§ SUPPLIED TEXT
┏━━

For the 2023–4 prize we will begin accepting online submissions of book-length (i.e., more than 48 pages) poetry manuscripts on July 1, 2023. The final due date for submission will be October 15, 2023. The prize winner will be announced in early March, 2024.

Our judge for 2023–4 is Cynthia Cruz. Cruz is the author of seven poetry collections, most recently Hotel Oblivion, which won the 2022 National Book Critics Circle Award and was shortlisted for the Kingsley Tufts Award. She is also the author of two nonfiction books—most recently The Melancholia of Class: A Manifesto for the Working Class—as well as the novel Steady Diet of Nothing, which is forthcoming this fall. The recipient of a Hodder fellowship from Princeton, Cruz teaches in the Goddard College Low Residency MFA program and is pursuing a PhD at the European Graduate School. She lives in Berlin, Germany.

To be eligible for the prize, poets cannot have published—or have under contract—more than one full-length book of poetry in English. (Chapbooks of less than 48 pages and individual poems in magazines are OK.)

Self-published books count as previous book publications if they are at least 48 pages and saw any real distribution whatsoever. (I.e., if your self-published book has an ISBN, and/or has been distributed through Amazon, and/or has had a web presence—even a very limited one—that counts as a previously published book.)

Separate books published in English abroad also count toward eligibility, but not books reprinted abroad or published in another language. (I.e., if you published one book in the US and a different book in the UK, you would be ineligible to submit, but if you published a book in the US and that book was reprinted in the UK, you would still be eligible. If you published one book in the US in English and another book in, say, Poland in Polish you would still be eligible to submit to our prize as long as the book you were submitting to our prize was a not a translation of the book you published in Poland in Polish.)

┗━━

§ DIRECTIVE 1
Answer these questions from the poetry prize guidelines.
(a) On what date do online submissions open for the 2023–4 prize?
(b) In what city and country does the judge live?
(c) Does a chapbook of less than 48 pages count against a poet's eligibility?
§ DIRECTIVE 2
Resume the poetry prize guidelines after their final sentence, keeping the same tone and style.
The material plays no part in what is asked here.

§ INFORMATION GIVEN
┏━━

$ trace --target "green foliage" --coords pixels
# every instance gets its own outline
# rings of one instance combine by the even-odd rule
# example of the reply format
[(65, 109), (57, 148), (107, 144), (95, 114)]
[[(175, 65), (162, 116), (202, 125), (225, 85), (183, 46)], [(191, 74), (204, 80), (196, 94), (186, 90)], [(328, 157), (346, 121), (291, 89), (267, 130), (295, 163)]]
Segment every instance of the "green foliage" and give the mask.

┗━━

§ TASK OUTPUT 1
(a) July 1, 2023.
(b) Berlin, Germany.
(c) No, chapbooks of less than 48 pages are OK.

§ TASK OUTPUT 2
Previously self-published books are ineligible for submission for the prize, as are translations and co-authored books.

Poets must be US Citizens (living abroad is fine) or must live in the US and be writing in English.

Poets who are family, current colleagues, close friends, or recent students (within the past five years) of the judge are not eligible to enter. Former student editors and interns of Copper Nickel and Milkweed Editions are also ineligible.

Entrants to the Jake Adam York Prize are welcome to submit to other book prizes, including the other Milkweed Editions prizes (the Ballard Spahr Prize, the Max Ritvo Prize, and the National Poetry Series). If your manuscript wins another prize, please notify us and withdraw your manuscript from the Jake Adam York Prize.

Manuscripts can—but don’t have to—include work previously published in literary periodicals and/or chapbooks. If your manuscript includes previously published work, please include an acknowledgments page.

Final judging for the prize is anonymous. For this reason, please do not include your name or other identifying marks on the manuscript itself. (We will be able to obtain that information from Submittable, and the information will not be forwarded to the final judge.)

All entrants will receive a one-year subscription to Copper Nickel (worth $20) in exchange for a $25 reading fee, and all money raised beyond production costs for the prize will go toward paying Copper Nickel contributors.

Please note that when you submit your work to the Jake Adam York Prize you’re adding yourself to our contact list and, thus, consenting to receiving perhaps 1–2 emails per year about our book prize, subscriptions drives, etc.

Here’s the link one more time: SUBMIT.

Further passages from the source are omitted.